*What you are asked to do*: Extract every line from the rows below that contains the word "running", and copy each such line in full.

*Input for this task*:
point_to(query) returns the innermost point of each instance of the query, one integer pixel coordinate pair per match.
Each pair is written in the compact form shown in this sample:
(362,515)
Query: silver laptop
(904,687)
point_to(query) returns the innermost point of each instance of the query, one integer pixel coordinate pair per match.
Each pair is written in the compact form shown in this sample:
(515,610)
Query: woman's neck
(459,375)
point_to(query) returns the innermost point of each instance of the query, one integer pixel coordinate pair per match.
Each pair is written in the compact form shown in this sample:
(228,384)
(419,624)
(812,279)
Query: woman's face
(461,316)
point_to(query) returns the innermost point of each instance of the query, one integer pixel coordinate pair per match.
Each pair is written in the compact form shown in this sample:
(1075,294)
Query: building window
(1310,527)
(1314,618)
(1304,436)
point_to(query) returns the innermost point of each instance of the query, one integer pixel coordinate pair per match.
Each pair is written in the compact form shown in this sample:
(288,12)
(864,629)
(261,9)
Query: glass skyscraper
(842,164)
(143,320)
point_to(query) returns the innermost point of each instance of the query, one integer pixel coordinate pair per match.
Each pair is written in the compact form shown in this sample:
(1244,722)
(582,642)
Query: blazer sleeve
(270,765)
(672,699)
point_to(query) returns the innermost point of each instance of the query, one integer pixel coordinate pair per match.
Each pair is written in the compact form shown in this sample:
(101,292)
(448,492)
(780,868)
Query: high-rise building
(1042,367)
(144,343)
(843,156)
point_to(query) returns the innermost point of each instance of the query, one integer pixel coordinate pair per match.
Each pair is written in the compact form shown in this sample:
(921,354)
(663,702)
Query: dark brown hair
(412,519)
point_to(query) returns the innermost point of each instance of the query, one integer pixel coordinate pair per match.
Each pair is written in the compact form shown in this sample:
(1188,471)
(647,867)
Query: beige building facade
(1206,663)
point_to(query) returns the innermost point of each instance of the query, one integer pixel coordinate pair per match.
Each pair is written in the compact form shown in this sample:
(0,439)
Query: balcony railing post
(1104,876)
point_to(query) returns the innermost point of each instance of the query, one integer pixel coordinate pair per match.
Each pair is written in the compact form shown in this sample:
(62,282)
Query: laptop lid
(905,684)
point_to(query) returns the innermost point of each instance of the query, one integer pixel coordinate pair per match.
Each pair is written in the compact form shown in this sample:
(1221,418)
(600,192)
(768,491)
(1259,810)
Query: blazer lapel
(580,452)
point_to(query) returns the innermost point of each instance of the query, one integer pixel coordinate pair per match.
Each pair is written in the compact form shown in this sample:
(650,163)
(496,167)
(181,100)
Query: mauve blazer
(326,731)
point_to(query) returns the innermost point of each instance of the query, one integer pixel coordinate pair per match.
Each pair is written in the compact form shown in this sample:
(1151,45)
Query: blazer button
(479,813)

--

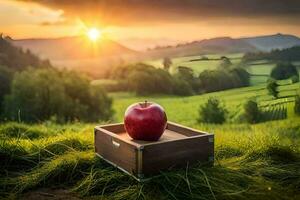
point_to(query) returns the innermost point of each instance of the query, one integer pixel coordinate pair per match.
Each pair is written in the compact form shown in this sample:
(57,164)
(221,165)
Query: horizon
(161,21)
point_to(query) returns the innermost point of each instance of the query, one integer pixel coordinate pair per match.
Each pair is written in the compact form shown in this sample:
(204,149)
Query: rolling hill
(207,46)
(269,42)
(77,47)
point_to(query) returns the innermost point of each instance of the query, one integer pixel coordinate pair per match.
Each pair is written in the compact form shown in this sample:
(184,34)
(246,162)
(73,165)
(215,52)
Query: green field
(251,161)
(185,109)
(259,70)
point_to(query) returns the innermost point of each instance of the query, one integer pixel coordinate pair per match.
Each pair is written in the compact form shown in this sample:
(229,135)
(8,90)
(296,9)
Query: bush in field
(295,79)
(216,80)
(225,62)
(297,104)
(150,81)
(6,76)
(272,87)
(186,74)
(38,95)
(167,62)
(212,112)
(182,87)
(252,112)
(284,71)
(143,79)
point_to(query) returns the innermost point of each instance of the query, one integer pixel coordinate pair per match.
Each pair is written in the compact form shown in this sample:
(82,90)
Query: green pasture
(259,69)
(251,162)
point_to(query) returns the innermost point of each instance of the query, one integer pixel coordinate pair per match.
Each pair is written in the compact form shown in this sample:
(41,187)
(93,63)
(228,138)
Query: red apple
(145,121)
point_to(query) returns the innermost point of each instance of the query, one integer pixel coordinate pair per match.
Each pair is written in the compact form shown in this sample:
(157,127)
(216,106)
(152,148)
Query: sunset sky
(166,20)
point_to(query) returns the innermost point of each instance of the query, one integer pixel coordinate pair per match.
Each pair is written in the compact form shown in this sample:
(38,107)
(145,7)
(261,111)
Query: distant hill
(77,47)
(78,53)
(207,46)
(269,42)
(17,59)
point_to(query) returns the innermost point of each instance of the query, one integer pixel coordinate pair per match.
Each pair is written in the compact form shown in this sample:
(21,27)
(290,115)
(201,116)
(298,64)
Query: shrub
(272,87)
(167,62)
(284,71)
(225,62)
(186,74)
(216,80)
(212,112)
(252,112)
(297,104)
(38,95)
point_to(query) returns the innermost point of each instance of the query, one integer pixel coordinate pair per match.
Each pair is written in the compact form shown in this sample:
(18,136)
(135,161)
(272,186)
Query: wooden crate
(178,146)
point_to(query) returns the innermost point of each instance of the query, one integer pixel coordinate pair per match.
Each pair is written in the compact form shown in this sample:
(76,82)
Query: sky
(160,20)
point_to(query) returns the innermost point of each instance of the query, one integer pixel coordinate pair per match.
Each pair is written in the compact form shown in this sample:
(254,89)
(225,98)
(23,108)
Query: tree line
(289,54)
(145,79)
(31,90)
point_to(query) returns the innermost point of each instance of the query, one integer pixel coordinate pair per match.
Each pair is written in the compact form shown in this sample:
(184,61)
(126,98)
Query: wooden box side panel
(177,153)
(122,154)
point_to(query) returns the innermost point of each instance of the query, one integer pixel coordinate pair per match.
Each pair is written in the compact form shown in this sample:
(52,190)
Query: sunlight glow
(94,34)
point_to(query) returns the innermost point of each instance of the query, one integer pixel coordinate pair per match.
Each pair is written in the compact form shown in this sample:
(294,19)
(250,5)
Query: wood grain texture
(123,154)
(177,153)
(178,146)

--

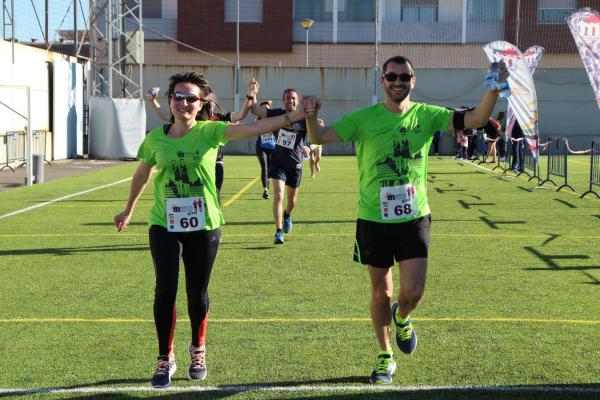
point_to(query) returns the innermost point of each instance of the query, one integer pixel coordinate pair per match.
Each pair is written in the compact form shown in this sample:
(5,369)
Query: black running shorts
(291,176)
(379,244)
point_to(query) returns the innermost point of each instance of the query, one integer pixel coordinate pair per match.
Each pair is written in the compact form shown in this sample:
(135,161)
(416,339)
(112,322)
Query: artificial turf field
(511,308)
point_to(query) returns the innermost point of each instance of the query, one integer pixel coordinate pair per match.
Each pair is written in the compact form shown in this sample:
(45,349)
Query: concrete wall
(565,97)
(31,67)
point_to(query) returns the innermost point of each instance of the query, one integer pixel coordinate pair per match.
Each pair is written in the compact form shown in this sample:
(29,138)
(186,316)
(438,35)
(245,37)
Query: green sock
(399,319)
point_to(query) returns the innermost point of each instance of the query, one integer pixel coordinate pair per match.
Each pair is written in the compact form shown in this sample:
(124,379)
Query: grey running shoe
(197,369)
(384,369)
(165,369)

*Exercise solution*:
Query: black running shorts
Query: grey running shoe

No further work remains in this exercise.